-- start --

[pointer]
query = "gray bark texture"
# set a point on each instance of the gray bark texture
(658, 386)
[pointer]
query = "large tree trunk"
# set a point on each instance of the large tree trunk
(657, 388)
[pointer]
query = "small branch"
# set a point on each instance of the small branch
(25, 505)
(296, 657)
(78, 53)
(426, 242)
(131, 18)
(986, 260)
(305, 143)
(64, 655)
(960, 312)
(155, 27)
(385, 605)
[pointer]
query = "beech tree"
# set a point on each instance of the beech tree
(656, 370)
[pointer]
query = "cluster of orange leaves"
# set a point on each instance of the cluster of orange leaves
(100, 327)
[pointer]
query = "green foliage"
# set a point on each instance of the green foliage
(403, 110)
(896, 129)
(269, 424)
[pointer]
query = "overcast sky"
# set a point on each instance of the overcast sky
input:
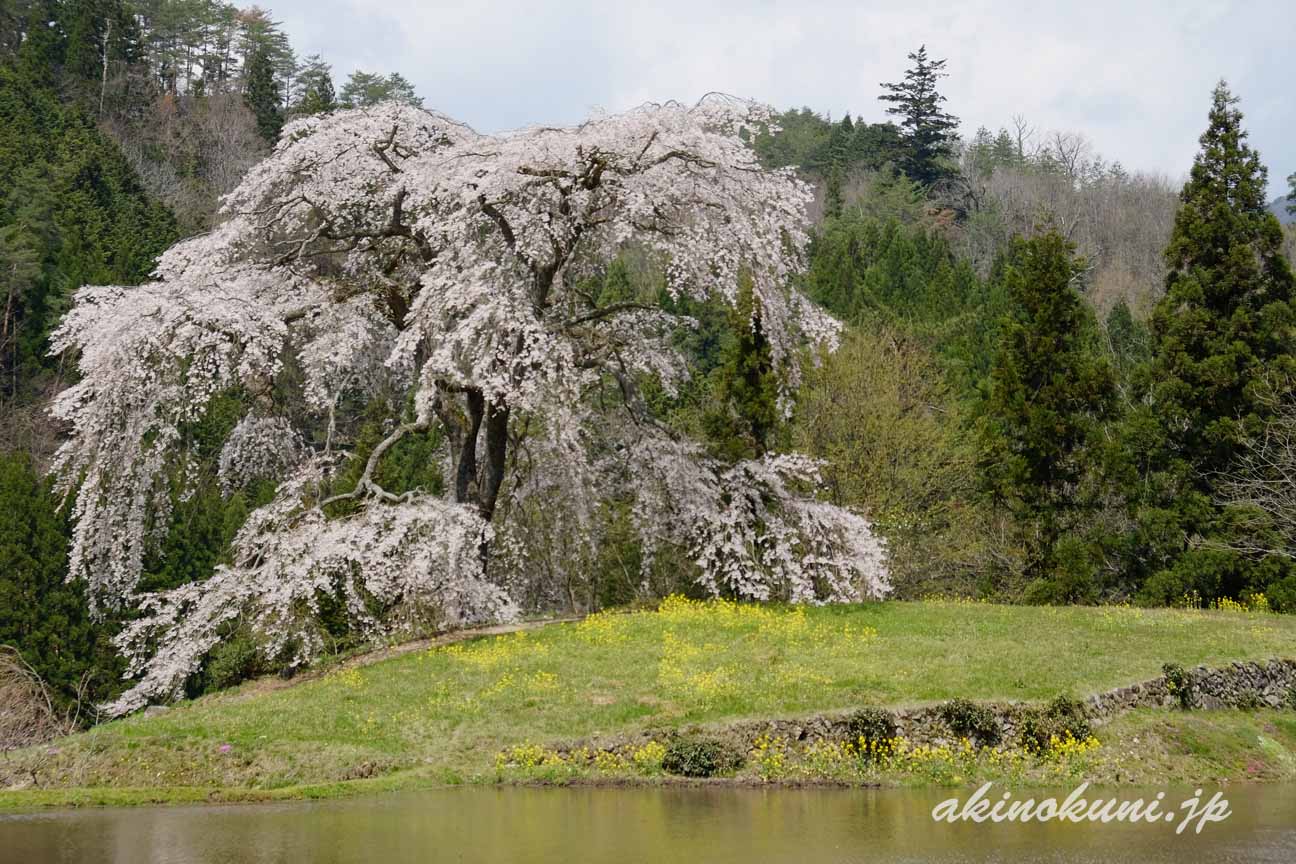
(1133, 75)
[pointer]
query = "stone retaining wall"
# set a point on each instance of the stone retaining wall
(1264, 683)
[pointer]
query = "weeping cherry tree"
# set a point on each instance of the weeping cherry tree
(390, 255)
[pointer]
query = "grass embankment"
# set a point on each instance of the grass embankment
(446, 714)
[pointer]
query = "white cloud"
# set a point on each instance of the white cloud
(1134, 77)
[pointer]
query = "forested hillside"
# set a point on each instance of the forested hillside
(1055, 380)
(121, 126)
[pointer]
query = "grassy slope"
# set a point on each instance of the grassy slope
(441, 715)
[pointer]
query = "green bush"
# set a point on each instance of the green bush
(700, 758)
(232, 661)
(870, 729)
(1249, 701)
(1060, 718)
(971, 720)
(1180, 680)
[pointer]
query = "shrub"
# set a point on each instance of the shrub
(870, 729)
(700, 758)
(1060, 718)
(971, 720)
(1249, 701)
(1180, 682)
(232, 661)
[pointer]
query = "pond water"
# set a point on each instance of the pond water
(629, 825)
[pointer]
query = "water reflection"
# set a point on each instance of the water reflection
(627, 825)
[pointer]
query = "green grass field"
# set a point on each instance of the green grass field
(442, 714)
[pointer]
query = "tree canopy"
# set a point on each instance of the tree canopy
(394, 261)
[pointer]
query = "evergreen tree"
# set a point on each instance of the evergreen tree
(1128, 337)
(1051, 389)
(40, 613)
(833, 198)
(262, 95)
(314, 88)
(927, 131)
(1222, 358)
(364, 88)
(744, 415)
(42, 52)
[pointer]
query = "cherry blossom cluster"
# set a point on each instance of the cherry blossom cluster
(394, 257)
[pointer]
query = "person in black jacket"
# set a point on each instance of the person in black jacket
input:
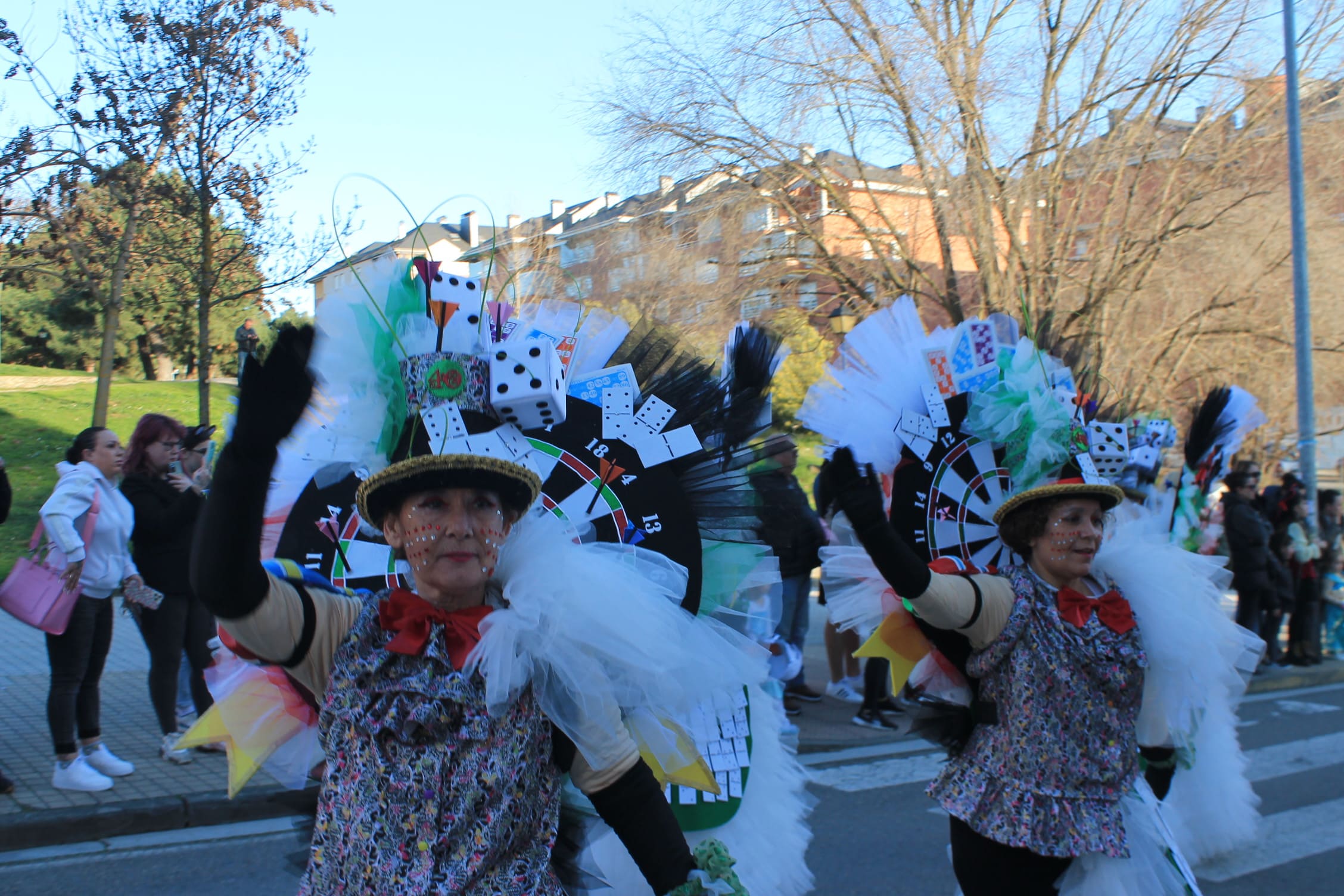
(167, 504)
(6, 493)
(1247, 543)
(792, 530)
(1281, 596)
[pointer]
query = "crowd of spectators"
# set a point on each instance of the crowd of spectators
(1287, 565)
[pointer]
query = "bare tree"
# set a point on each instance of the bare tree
(109, 132)
(1043, 136)
(239, 66)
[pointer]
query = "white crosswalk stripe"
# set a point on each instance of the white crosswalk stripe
(1295, 757)
(1284, 837)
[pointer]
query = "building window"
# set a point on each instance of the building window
(575, 253)
(687, 233)
(757, 304)
(758, 218)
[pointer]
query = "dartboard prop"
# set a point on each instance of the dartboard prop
(944, 503)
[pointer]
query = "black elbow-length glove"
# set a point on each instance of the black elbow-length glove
(859, 494)
(226, 571)
(634, 808)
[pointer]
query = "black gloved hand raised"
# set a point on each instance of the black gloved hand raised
(273, 394)
(858, 492)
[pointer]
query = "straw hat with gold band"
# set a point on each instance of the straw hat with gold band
(1069, 484)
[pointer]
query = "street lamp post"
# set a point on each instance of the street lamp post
(1301, 296)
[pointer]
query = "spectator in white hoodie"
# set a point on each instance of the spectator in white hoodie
(98, 568)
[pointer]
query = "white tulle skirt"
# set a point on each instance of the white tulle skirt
(1198, 665)
(768, 836)
(1155, 866)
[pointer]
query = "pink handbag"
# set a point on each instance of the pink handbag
(33, 593)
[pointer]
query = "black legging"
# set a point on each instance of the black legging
(1304, 630)
(77, 659)
(988, 868)
(875, 671)
(181, 623)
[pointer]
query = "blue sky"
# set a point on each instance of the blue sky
(432, 97)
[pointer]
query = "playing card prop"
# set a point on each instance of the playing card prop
(646, 430)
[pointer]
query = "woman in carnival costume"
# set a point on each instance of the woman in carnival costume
(1073, 631)
(506, 646)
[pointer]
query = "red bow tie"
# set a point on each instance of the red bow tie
(1112, 609)
(410, 617)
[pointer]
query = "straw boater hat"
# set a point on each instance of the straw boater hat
(1070, 481)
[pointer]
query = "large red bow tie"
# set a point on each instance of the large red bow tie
(410, 617)
(1112, 609)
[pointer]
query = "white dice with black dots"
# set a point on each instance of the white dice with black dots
(527, 383)
(464, 329)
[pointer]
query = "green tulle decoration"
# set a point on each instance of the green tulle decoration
(1023, 414)
(726, 566)
(714, 875)
(379, 334)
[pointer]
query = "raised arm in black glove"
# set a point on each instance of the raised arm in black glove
(634, 809)
(859, 494)
(226, 571)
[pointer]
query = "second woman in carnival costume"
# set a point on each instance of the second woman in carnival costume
(1084, 646)
(514, 646)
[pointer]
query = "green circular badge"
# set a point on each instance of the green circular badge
(447, 379)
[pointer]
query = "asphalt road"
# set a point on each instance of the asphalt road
(875, 833)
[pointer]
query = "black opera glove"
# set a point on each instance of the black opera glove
(634, 808)
(226, 571)
(859, 494)
(273, 394)
(1159, 769)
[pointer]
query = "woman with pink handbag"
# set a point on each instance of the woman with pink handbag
(97, 567)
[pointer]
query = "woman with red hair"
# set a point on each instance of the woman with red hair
(167, 503)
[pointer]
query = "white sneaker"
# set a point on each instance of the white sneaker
(169, 750)
(842, 691)
(104, 761)
(78, 774)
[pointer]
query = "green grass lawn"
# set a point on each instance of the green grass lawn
(38, 425)
(20, 370)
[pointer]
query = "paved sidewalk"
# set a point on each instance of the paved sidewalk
(129, 729)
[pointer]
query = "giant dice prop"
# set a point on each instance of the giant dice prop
(527, 383)
(1108, 444)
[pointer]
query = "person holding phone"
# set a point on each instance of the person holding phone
(166, 483)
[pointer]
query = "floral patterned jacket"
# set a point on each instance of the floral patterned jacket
(1050, 774)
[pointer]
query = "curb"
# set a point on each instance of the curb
(1327, 673)
(61, 826)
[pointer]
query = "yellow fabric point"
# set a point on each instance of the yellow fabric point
(251, 721)
(210, 730)
(670, 751)
(900, 642)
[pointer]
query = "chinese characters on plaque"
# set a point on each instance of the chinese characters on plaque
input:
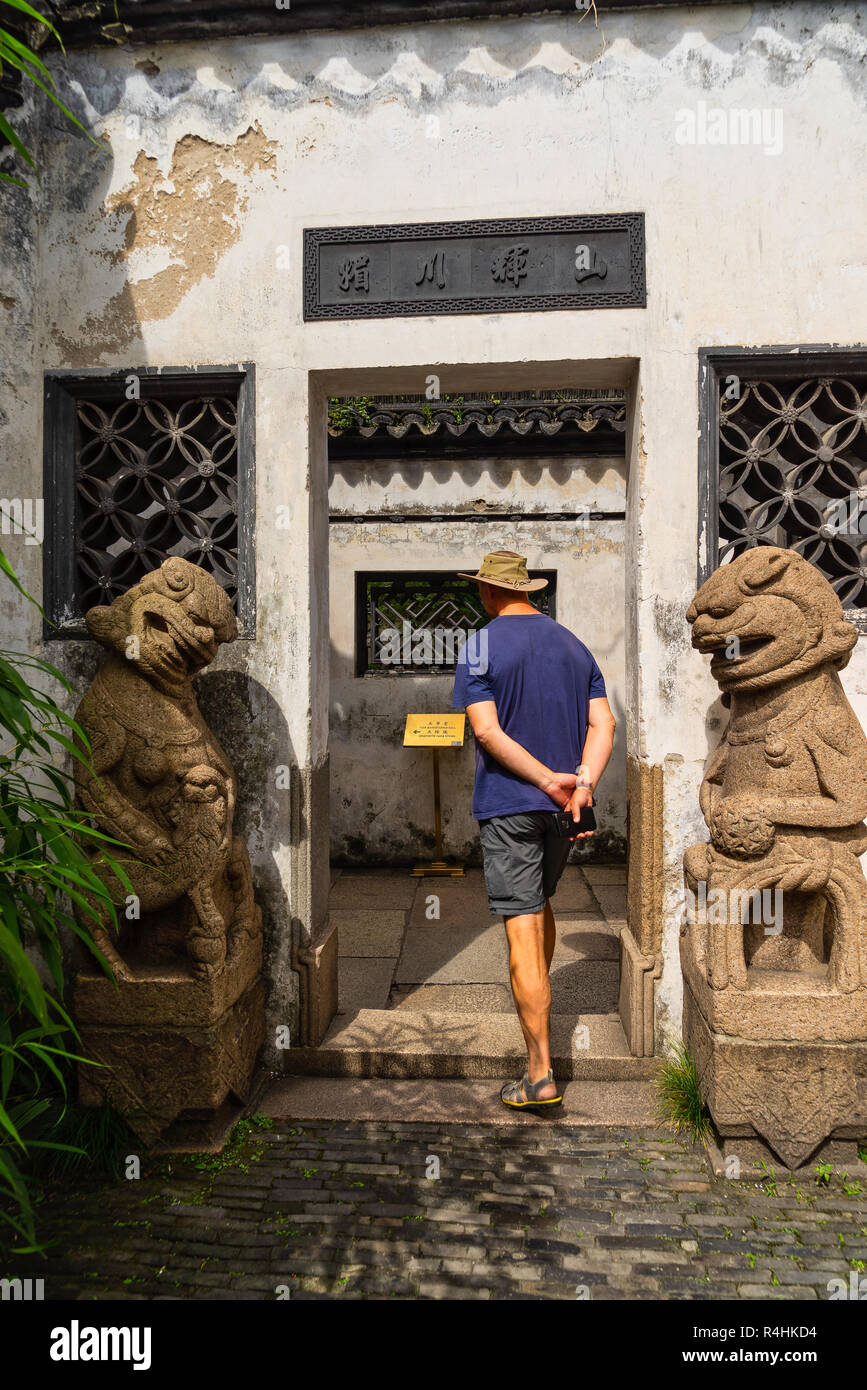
(588, 262)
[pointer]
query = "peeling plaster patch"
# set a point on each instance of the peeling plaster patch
(553, 57)
(191, 216)
(669, 622)
(481, 63)
(341, 74)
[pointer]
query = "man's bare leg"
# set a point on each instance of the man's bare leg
(531, 947)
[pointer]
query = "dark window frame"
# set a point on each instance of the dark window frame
(774, 363)
(63, 388)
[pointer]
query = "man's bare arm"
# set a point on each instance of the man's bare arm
(599, 741)
(486, 727)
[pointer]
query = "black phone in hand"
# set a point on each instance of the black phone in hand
(564, 824)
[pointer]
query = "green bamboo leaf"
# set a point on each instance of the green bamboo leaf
(9, 41)
(7, 567)
(34, 14)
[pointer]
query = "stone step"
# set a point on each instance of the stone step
(452, 1101)
(409, 1043)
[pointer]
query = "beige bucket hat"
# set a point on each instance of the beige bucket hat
(506, 570)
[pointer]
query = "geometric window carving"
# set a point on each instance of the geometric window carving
(791, 466)
(166, 473)
(414, 624)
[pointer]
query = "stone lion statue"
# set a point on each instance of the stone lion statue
(785, 792)
(160, 780)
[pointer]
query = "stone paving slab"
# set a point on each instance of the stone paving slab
(368, 931)
(346, 1209)
(480, 955)
(373, 888)
(414, 1043)
(364, 982)
(461, 998)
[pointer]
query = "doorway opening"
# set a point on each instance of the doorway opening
(417, 491)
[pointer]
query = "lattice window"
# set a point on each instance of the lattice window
(784, 460)
(414, 624)
(164, 473)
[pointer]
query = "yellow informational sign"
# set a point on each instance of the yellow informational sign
(434, 731)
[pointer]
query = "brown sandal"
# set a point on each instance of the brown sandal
(513, 1091)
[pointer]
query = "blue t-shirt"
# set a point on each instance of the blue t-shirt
(541, 679)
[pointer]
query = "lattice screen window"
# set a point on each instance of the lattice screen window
(414, 624)
(142, 467)
(791, 466)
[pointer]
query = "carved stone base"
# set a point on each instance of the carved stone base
(792, 1094)
(637, 976)
(179, 1054)
(756, 1159)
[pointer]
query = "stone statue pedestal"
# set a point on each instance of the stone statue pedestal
(181, 1050)
(179, 1030)
(782, 1066)
(774, 948)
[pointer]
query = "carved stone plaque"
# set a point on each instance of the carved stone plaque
(482, 267)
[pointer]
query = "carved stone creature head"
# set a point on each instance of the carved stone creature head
(168, 624)
(766, 617)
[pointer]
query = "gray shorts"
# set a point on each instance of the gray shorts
(523, 861)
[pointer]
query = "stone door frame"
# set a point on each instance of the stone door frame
(314, 947)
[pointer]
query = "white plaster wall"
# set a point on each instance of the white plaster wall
(184, 245)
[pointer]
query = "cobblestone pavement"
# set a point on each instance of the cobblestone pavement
(353, 1209)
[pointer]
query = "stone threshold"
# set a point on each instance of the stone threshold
(585, 1104)
(448, 1045)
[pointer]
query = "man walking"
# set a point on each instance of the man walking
(543, 733)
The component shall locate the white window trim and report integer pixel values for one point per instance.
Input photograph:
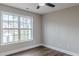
(1, 34)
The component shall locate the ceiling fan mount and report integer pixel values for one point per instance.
(45, 4)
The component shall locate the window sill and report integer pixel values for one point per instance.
(15, 42)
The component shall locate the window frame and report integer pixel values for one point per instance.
(1, 29)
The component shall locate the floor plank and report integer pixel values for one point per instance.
(39, 51)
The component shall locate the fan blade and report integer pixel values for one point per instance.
(50, 5)
(38, 7)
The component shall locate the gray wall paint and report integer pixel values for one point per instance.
(61, 29)
(36, 29)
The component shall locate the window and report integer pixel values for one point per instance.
(15, 28)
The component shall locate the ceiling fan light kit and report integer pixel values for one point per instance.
(45, 4)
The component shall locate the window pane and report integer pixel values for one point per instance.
(10, 18)
(26, 34)
(5, 24)
(29, 34)
(22, 34)
(11, 36)
(15, 24)
(5, 36)
(10, 24)
(16, 35)
(21, 22)
(5, 17)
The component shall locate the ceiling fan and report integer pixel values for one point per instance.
(45, 4)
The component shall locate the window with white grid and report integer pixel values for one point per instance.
(15, 28)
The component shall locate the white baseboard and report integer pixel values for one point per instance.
(48, 46)
(61, 50)
(18, 50)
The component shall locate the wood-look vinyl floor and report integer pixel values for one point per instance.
(39, 51)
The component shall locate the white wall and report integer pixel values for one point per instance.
(61, 29)
(36, 29)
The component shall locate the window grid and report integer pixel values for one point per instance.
(13, 29)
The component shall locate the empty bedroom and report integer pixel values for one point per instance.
(39, 29)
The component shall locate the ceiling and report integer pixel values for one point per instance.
(44, 9)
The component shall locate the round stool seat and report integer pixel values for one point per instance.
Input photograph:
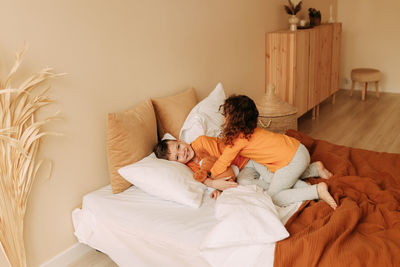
(365, 75)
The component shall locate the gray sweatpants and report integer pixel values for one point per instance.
(285, 185)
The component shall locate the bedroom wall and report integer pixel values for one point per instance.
(371, 39)
(116, 54)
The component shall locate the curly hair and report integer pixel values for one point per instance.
(241, 116)
(162, 149)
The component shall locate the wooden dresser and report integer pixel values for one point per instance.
(304, 65)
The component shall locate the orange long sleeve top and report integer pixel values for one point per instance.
(270, 149)
(215, 147)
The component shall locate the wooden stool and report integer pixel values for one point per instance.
(364, 76)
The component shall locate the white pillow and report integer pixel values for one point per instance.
(205, 118)
(249, 213)
(165, 179)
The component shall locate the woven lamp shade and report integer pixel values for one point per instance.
(275, 114)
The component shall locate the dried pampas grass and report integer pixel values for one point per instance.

-- end --

● **TASK TO CARRY OUT**
Set down, unchanged, only the lines running from the line with "The component shall locate the round" to the last line, including both. Pictures stay out of the copy.

● **WRITTEN REPLY**
The component shall locate the round stool seat and report integer pixel values for one point per instance.
Input photograph:
(365, 75)
The component shall locate the gray sweatpants and report integer pixel values for one point per instance.
(285, 185)
The component shall locate the bedroom wall and report integer pixel values for one point per instance.
(371, 39)
(116, 54)
The component shall locate the curly hair and report integer pixel values for one point per instance.
(241, 116)
(162, 149)
The component shall locate the wooden dresser and report integer pixel values for one point per instance.
(304, 65)
The component shall locate the orange long sleeve top and report integer pixel values for one point per instance.
(270, 149)
(215, 147)
The component shall locate the wooden stool and report integer pixel values for one point per instance.
(364, 76)
The component shall locate the white pillow and report integer pixel values for one point per instance.
(205, 118)
(249, 213)
(165, 179)
The component shall locate the woven lamp shade and report integer pixel values for one point per instance.
(275, 114)
The component shall locate the dried pampas grass and report integer pixel values for one point per instance.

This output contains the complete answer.